● **TEXTO DE ORIGEN**:
::::
Algunos somos buenos recordando; otros necesitamos un poco de ayuda. Como Sarah Hepola me dijo, las personas que son muy buenas estando presentes desarrollan ciertas estrategias: oran, meditan, escriben y corren; encuentran pequeñas pero significativas maneras de estar agradecidas. Y espero que ese pueda ser uno de los resultados de estas conversaciones: proporcionar pequeños pero valiosos recordatorios para que aprendamos a prestar atención a nuestras vidas mientras las vivimos. Al preguntarle a la gente cómo amar, todo este tiempo, he estado descubriendo cómo vivir.
Ahora, mi objetivo ya no es protegerme de futuros problemas románticos. En vez de eso, espero que, cuando llegue a las últimas semanas de mi vida, pueda recordar y tener la certeza de que supe reconocer el amor, de que supe que el cariño de un padre es como un rayo cálido de sol en la piel o que estar casada es como cantar dos notas diferentes de la misma canción. Espero seguir sabiendo que el amor no es algo estrecho. Que el amor es lo que hace que nos importe lo que ocurre y que nos conecta entre nosotros y con el mundo. Que el amor es una búsqueda, una promesa, un hogar. Es una fuerza que alimentamos para acercarnos, con tazas de té y ternura, con humor y algún «lo siento»; y también es un mundo que creamos con otra persona, una verdad a la vez. Más que nada, espero percatarme del amor que habita en los momentos ordinarios y estar presente mientras suceden: la dulzura en la sonrisa de Joni al despertar; las tonterías de mi familia, como reírse de sus propios gases en el día después de Navidad; el consuelo que brinda la amabilidad de un desconocido; el misterio de un cielo nocturno despejado; la espontaneidad de un correo de Dan que incluye tan solo una cita de Frida Kahlo («Ten un amante que te mire como si fueras un bizcocho de bourbon»); o la profunda paz de los brazos de mi amiga que me envuelven en el parque durante una brillante mañana de otoño. Espero que, cuando llegue mi último día en este planeta, pueda recordarlo todo y pensar: el amor es extraordinario. La vida es extraordinaria. Estoy muy agradecida, no solo por haber conocido el amor, sino por haber sido consciente de su importancia y haberle prestado atención.
::::
● **DATOS REGISTRADOS**:
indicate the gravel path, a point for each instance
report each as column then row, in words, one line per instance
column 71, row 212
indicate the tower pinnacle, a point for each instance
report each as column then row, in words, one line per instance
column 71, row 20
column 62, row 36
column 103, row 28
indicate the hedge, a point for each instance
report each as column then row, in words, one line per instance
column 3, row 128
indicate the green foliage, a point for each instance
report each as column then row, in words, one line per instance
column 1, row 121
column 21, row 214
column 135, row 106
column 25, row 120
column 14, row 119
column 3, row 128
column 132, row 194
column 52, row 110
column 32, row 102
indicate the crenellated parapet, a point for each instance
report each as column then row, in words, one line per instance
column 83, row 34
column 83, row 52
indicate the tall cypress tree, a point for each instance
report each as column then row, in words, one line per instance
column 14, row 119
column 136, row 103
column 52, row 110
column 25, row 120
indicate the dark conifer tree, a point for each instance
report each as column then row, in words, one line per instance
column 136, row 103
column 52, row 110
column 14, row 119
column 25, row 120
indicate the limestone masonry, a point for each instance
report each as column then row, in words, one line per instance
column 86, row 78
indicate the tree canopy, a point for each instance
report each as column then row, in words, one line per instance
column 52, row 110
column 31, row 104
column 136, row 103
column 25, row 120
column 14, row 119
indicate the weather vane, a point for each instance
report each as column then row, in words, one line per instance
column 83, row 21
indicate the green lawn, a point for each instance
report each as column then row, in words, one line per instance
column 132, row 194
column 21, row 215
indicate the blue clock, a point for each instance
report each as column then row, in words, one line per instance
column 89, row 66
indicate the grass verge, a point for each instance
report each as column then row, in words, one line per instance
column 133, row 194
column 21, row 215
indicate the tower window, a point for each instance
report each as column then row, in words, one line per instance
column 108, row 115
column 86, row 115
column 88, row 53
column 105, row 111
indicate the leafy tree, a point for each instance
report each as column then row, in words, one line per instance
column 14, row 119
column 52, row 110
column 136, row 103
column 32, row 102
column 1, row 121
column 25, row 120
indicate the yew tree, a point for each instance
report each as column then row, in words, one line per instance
::::
● **TAREA**: Copia el texto sobre el amor desde «Algunos somos buenos» hasta «descubriendo cómo vivir.», ambos incluidos, y cambia el nombre «conversaciones» por «entrevistas».

● **RESPUESTA DEL EJERCICIO**:
Algunos somos buenos recordando; otros necesitamos un poco de ayuda. Como Sarah Hepola me dijo, las personas que son muy buenas estando presentes desarrollan ciertas estrategias: oran, meditan, escriben y corren; encuentran pequeñas pero significativas maneras de estar agradecidas. Y espero que ese pueda ser uno de los resultados de estas entrevistas: proporcionar pequeños pero valiosos recordatorios para que aprendamos a prestar atención a nuestras vidas mientras las vivimos. Al preguntarle a la gente cómo amar, todo este tiempo, he estado descubriendo cómo vivir.